Instructions to follow — Only the pictures are to be left out, and the rest of the entries should be reproduced exactly.
*** Opening Records provided ***
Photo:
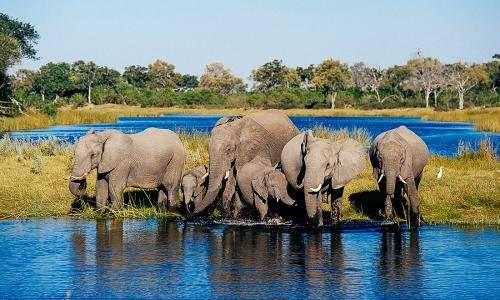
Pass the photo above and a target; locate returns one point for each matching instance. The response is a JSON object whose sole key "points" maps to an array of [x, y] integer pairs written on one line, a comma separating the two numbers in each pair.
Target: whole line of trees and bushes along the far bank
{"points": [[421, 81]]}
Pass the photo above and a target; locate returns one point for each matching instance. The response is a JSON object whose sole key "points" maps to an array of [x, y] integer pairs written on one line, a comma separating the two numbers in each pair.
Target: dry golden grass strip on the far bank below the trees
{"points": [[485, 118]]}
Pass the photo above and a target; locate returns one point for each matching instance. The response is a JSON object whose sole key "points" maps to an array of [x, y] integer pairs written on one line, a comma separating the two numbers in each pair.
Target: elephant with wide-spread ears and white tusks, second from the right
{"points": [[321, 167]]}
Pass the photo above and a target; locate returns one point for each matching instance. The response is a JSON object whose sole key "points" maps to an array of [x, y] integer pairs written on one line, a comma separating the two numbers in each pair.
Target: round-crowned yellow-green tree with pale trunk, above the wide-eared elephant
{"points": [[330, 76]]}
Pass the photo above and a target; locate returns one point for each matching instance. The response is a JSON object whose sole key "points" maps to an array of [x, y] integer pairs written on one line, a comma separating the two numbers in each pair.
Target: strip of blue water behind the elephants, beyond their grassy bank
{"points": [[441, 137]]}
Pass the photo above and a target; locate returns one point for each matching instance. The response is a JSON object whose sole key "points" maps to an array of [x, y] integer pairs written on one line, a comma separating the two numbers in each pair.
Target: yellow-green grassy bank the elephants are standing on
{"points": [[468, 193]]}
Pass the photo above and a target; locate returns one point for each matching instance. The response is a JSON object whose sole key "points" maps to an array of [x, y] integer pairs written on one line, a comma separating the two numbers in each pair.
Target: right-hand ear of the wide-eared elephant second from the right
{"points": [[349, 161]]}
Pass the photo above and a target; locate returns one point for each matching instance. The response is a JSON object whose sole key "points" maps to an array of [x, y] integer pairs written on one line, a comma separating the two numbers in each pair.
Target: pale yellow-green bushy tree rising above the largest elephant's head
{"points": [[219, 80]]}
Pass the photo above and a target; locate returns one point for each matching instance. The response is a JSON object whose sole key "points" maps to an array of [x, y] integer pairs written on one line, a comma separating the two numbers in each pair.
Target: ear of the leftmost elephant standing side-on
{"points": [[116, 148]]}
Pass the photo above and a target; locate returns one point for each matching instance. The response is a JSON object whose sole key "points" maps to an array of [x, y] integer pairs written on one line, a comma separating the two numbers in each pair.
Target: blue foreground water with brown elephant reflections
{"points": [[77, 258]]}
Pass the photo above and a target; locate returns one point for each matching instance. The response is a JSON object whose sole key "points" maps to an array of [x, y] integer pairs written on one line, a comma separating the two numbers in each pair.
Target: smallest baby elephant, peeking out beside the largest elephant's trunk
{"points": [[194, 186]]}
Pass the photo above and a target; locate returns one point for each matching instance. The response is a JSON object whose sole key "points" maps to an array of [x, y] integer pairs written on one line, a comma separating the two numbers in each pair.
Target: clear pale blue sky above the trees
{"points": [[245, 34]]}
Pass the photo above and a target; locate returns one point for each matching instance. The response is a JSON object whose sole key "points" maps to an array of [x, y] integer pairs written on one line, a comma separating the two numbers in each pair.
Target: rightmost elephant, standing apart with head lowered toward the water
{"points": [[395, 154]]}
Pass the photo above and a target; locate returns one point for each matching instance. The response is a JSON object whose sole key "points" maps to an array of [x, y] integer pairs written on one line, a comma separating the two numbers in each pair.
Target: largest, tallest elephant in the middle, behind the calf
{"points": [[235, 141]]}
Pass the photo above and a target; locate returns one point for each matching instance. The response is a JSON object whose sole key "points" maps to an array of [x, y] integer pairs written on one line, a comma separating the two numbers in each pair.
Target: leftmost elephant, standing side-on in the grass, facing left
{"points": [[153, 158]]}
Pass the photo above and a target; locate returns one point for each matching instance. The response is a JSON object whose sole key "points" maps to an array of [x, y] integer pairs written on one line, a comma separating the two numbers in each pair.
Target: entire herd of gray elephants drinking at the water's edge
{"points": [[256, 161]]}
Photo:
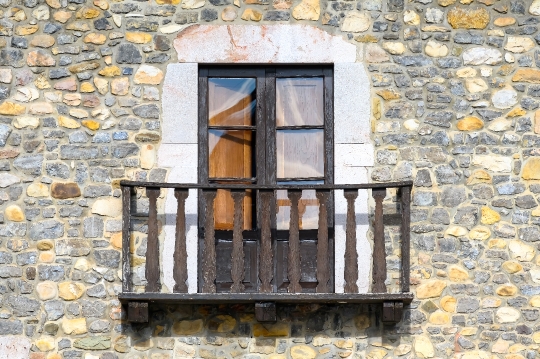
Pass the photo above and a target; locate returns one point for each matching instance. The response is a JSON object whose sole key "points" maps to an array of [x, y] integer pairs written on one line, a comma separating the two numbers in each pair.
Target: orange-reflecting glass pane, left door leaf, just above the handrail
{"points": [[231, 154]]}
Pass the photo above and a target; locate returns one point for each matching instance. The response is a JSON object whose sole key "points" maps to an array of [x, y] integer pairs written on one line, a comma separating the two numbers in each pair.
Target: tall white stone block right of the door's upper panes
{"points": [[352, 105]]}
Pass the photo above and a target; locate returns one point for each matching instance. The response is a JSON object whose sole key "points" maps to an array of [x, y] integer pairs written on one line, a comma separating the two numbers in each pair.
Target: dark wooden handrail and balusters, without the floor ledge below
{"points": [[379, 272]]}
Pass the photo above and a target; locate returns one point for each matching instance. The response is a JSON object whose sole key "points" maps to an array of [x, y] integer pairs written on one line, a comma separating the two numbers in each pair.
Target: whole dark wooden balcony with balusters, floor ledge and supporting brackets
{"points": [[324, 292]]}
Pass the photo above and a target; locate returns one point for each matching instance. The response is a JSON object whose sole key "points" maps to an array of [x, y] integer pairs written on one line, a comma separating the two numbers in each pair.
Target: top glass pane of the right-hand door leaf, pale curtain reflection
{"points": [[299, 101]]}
*** Closing Records provided ***
Response below —
Photo:
Pass the photo above and a target; locate returns one point for each matching instance. The response is a JSON object whose sole key "points" maps to an array of [x, y] integer pairs written on one line, a comma separating the two numbers in each pair.
Target: whole line of trees and bushes along the far bank
{"points": [[421, 81]]}
Pass the photo above and a target; locate returns one point for each matching instance. The response is a JSON object whose sole key "points" maps to an array of [x, y] integer pairs written on one line, a comma separating the two numbers in each pair.
Target: dry golden grass strip on the far bank below the trees
{"points": [[485, 118]]}
Pass the photo above and a target; locate returns one point for each matching instance. The response is a JSON object whose sole key "points" maps to an array of [x, y] integer pairs written on one line, a comma separating the two numbers in each pair.
Target: elephant with wide-spread ears and white tusks, second from the right
{"points": [[321, 167]]}
Pass the photo above and a target; locate returns one point for each matching instance. The response is a JSON object whose sole key "points" maps to an array of [x, y] integer pairs written on one line, a comma separating the two numbers in each pair.
Target: round-crowned yellow-green tree with pale trunk, above the wide-eared elephant
{"points": [[330, 76]]}
Pass the photo above and a target; locate returns one point for each matching instance. The response is a JSON object whose sole key "points" maps to an array of [x, y] integer pairs written on one line, a comma separating the two numbers in each pair.
Target: strip of blue water behind the elephants, beyond their grassy bank
{"points": [[441, 137]]}
Pass the photo above and a target; locate returns one point for each matching instance. The response is a JSON object whose sole key "points" maps to an array of [x, y] integer pairs written on one line, a comma separating the two numbers in each pair.
Target: yellow-green grassy bank the elephants are standing on
{"points": [[468, 193]]}
Pass the photo above and a target; locate returns one point for each matching instance. The response is a JSON object whose sole key "points" maps to an array of [x, y] integer pairs written on one line, a comma separating the two numbers in each pair.
Target: right-hand ear of the wide-eared elephant second from the right
{"points": [[349, 161]]}
Pass the photo above and a target; locate returns one point for each matching instance. The response is a JSON object whose sole key "points" maps to an array of [x, y] integer pairs written on one line, a comma separating the two numbers in each pair.
Target: pale yellow-green bushy tree rising above the largest elephant's head
{"points": [[219, 80]]}
Pass the photo above and a target; locate returns one point for each matching instance. The response is a JSON object whose sole key "points" maps to an array of [x, y] integer pairs written on one line, a comma separating the two numbers in each pair.
Target: ear of the leftmost elephant standing side-on
{"points": [[116, 148]]}
Pass the photo above and a target; locate returns one point for each matching instance. The response is a JSON object whose sole key "points" maps to an array of [x, y] integer pairs written on one line, a comma separating the two numbers in each pair.
Target: blue foreground water with brown elephant reflections
{"points": [[77, 258]]}
Pass the photo above and a target; locate returns one point for each matching instance. The response is a JSON object whose sole key "points" maps to an array of [x, y] integer pairs written on one line, a comma separating the two numbers in each pair.
Target: smallest baby elephant, peeking out beside the largest elephant's trunk
{"points": [[194, 186]]}
Pass the photo above and a target; locate returns one point for each matching instance. The response is a JSON object whose sole key "points" maps to an array of [x, y] integer pairs written on one line, a comma separating the two numbers in each pair.
Target: clear pale blue sky above the trees
{"points": [[245, 34]]}
Pass the photo above and a target; locate returns one point for each matching instance. The response is a JSON object whose sole key "points" maps to an array of [x, y] integer pairs written on one line, a comma separating the two numbers in each pair.
Target: rightmost elephant, standing apart with head lowered toward the water
{"points": [[395, 154]]}
Pass the photo above and a target; locate returns one point for each matching instance. The response is a JSON object whose sole key "points" maps to an array of [x, y] integer pairs written on one line, a comma separating the two numbers in each pair.
Target: largest, tallest elephant in the middle, behind the calf
{"points": [[235, 141]]}
Pass the photo above and a target; locate returns one point for each matching instance. The response is a JSON object whose sole key "points" maps to an array of [x, y] integer pairs written on one line, a comma separating the two numbers in each pair.
Target: leftmost elephant, standing side-on in the grass, facing left
{"points": [[153, 158]]}
Pass the photo above and a target; locate returns one point for each matching instance. The response is a JSON object whose sole key "points" maps to an array of [x, y] integer pairs written on one line, a comma separating the two numbers in each pair.
Target: entire herd of gray elephants drinking at the water's edge
{"points": [[256, 161]]}
Photo:
Pass the photo above and a target; locate returns one point for each matching instance. The response is a JSON object whose sole key "points" maps to an array of [x, y] integer pairs written on one line, a comma separating the two numbers in each pair.
Target: orange-reflecting glass pane, left door leaf, just above the handrail
{"points": [[231, 154]]}
Pass the photo above and a target; locate returns one point for each matching instance. The response is a JSON object whose sole key "points" maps to an array of [x, y] integer pairs written on one line, a comma separating the two numbers in each pair.
Target: tall white stone block right of the door's upper panes
{"points": [[352, 105]]}
Pass the photo above and a target; locate returns one point for each matching instance. The response is a JSON object whose sole key "points" maps to an array of [x, y] integer pairs written on one line, a comma separating the two numbers in each pair.
Target: dark wooden handrail and balusters, without the floor ledge below
{"points": [[379, 272]]}
Pass the photo above and a target; locate returns one point for each matching instance. The response is a JSON object whose sole key "points" maps to an array of [x, y] integer pairs written on one line, a comma separating the two numbers in each pair.
Target: whole dark wooden balcony with balusters, floor ledge and supporting brackets
{"points": [[324, 292]]}
Pass the photo above and a target; locate returns one point for each matching instance. The response is a JSON object whose sole key "points" maps to an array of [x, y] integer pairs written on one line, a comma separating the two numbers in each pair.
Target: top glass pane of the right-hand door leaf, pale curtain reflection
{"points": [[299, 101]]}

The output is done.